- PROBLEM STATEMENT -
Keep every word of the listing and reproduce it exactly, but set aside any image found there.

================================

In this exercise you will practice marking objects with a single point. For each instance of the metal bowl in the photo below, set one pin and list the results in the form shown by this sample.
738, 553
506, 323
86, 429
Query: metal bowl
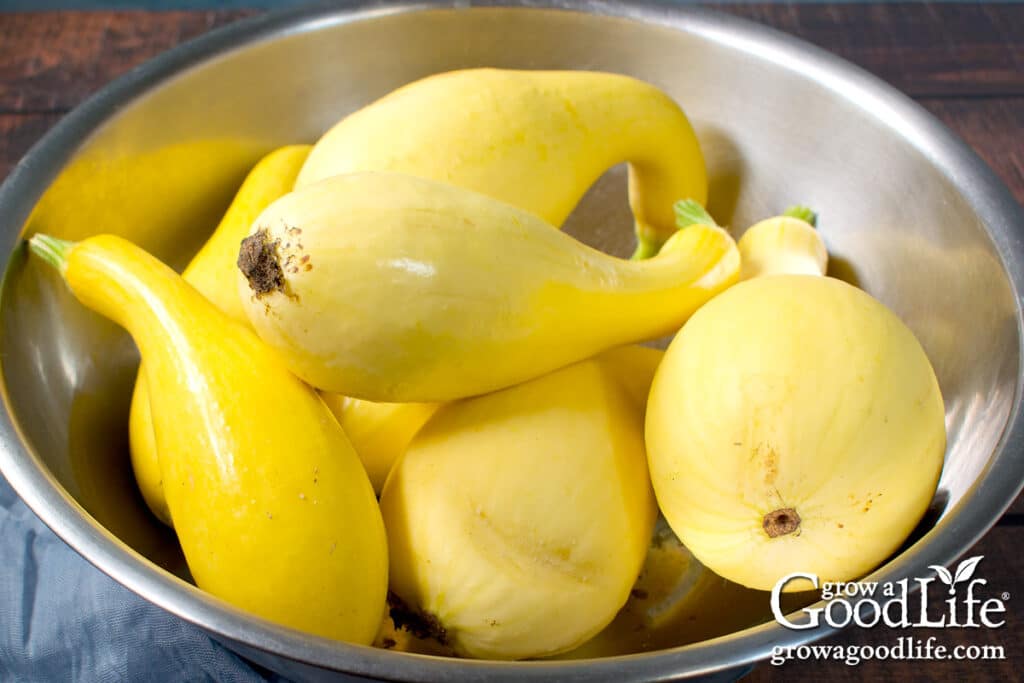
907, 210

================================

- RESPONSE AREA -
In this exercise you will practice marking objects with a single point. For each instance of the metal bowl in the photo below, set one pin and list the results in the form shown by this sample.
738, 553
506, 323
86, 429
Query: metal bowl
907, 210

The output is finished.